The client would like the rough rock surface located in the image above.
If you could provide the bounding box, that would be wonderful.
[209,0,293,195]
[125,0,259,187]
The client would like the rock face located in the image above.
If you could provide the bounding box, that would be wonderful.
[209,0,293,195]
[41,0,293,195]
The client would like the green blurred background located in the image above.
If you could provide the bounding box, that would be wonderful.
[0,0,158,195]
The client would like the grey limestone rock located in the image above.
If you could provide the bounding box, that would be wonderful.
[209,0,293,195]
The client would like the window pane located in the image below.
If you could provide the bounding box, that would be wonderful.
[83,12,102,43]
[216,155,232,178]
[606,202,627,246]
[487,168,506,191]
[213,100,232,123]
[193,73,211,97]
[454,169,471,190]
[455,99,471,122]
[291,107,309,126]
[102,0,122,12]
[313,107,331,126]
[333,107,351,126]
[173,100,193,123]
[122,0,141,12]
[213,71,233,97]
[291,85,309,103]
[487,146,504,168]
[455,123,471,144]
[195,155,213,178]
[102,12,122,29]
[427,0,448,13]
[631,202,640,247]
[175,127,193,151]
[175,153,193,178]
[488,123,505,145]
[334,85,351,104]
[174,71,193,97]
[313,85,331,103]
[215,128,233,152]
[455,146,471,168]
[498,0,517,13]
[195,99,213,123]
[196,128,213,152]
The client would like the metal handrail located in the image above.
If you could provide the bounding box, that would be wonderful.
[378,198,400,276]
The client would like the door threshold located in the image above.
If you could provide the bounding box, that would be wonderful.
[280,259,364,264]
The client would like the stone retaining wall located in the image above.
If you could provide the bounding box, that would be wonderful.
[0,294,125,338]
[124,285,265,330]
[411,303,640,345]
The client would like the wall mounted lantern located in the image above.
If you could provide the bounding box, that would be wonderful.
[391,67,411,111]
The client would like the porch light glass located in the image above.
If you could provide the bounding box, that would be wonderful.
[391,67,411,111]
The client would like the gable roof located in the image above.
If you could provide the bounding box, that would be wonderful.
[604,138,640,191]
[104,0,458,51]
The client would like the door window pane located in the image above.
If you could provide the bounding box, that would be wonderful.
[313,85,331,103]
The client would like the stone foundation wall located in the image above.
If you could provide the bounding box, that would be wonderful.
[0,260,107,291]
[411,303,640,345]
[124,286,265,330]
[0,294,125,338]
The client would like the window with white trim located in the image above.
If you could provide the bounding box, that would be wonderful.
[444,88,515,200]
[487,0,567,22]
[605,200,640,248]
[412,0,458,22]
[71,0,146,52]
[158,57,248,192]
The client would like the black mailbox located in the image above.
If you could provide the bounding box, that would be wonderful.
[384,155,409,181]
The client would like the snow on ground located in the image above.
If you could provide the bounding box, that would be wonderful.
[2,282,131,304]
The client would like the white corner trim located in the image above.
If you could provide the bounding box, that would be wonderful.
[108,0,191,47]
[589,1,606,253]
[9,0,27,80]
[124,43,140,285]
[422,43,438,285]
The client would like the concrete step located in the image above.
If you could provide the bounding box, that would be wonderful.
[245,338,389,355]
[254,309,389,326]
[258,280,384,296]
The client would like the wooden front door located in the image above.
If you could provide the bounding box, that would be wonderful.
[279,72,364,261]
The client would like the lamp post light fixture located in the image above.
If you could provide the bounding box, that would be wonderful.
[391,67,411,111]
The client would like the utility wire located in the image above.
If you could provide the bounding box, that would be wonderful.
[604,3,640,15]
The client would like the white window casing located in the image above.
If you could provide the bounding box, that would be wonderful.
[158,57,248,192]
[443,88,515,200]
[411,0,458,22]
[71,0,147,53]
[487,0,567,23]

*What to do*. Convert the entries above into a two-column CSV with the header row request_text,bounding_boxes and one row per entry. Put each entry's text and its answer in a single quoted field, with line breaks replaced by spaces.

*Solution to this problem*.
request_text,bounding_boxes
"The client would like the rough rock surface located in the image above. If you could provide the bounding box, that would be wonderful.","[209,0,293,195] [125,0,259,187]"
"The client would like the rock face located in the image above. If you could provide the bounding box, that would be wonderful.","[209,0,293,195] [41,0,293,195]"
"The client would like the green blurred background located in the image above. If you could provide the bounding box, that would be wonderful.","[0,0,158,195]"
"The client would like the grey limestone rock located in the image above. If you could provide the bounding box, that would be wonderful.","[209,0,293,195]"
"The client would like the window pane located in the image below. If you could provide the bounding box, that would be wonderful.","[83,12,102,43] [216,155,232,178] [606,202,627,246] [487,168,506,191] [213,100,232,123] [193,73,211,97] [454,169,471,190] [455,99,471,122] [291,107,309,126] [102,0,122,12] [313,107,331,126] [333,107,351,126] [173,100,193,123] [122,0,141,12] [213,71,233,97] [291,85,309,103] [487,146,504,168] [455,123,471,144] [195,155,213,178] [102,12,122,29] [427,0,448,13] [631,202,640,247] [175,127,193,151] [175,153,193,178] [488,123,505,145] [334,85,351,104] [174,71,193,97] [313,85,331,103] [215,128,233,152] [455,146,471,168] [498,0,517,13] [195,99,213,123] [196,128,213,152]"
"The client would like the metal handrail located in the image above. If you could provide the bounding box, that would be wonderful.","[378,198,400,276]"
"The client would like the door threshold located in the image above. If you could provide the bounding box, that would be wonderful.","[280,259,364,264]"
"The client would like the stone retaining wall located in the image above. If you could provide the bounding box, that would be wonderful.","[0,294,125,338] [124,285,265,330] [411,303,640,345]"
"The client would like the wall mounted lantern located in the image above. If you could provide the bounding box, that would be wonderful.","[391,67,411,111]"
"The client would like the porch light glass located in the image above. If you could provide the bounding box, that would be wonderful.","[391,67,411,111]"
"The client would like the gable roof located in the image above. If you could provide the bounding box, that would be wonderful.","[604,138,640,191] [104,0,458,51]"
"The client would like the door window pane located in the image above. If you could provide the bounding box, that would be wonderful.","[313,85,331,103]"
"The client would like the stone foundation wall located in the image above. If you could provide the bounding box, that would be wonderful.","[0,260,107,291] [411,303,640,345] [124,286,265,330] [0,294,125,338]"
"The client would like the window with white trim located in the image above. If you could provide the bounding box, that would be wonderful.","[444,88,515,200] [487,0,567,22] [605,200,640,248] [412,0,458,22] [71,0,146,52] [158,57,248,192]"
"The client would like the black mailbox located in the image above. If you could provide the bounding box, that would be wonderful.","[384,155,409,181]"
"The client would like the snow on ground located in the image above. If you could provide the bounding box, that would be wonderful.","[2,282,131,304]"
"The client would like the white corner trim located in the image above. If you could provide the bounding box, that would be wonderful.","[108,0,191,47] [589,1,606,253] [9,0,27,80] [124,43,140,285] [422,43,438,285]"
"The client would like the concrete step located in the image above. If you could provide the bounding box, that would be wonderful.","[245,338,389,355] [254,309,389,326] [258,280,384,296]"
"The client would like the wooden front door located in the image above. If you could provide the bounding box, that would be wonderful.","[279,72,364,261]"
"The client would like the lamp post light fixture located in the image above. If you could provide the bounding box, that would be wonderful.","[391,67,411,111]"
"The client would like the utility wire located in the image above. If you could provide the bounding box, that would be wonderful.","[604,3,640,15]"
"The client would like the white window casing located in the image above. If you could provide the bounding box, that would be wonderful.","[158,57,248,192] [443,88,515,200] [411,0,458,22] [71,0,147,53] [487,0,567,23]"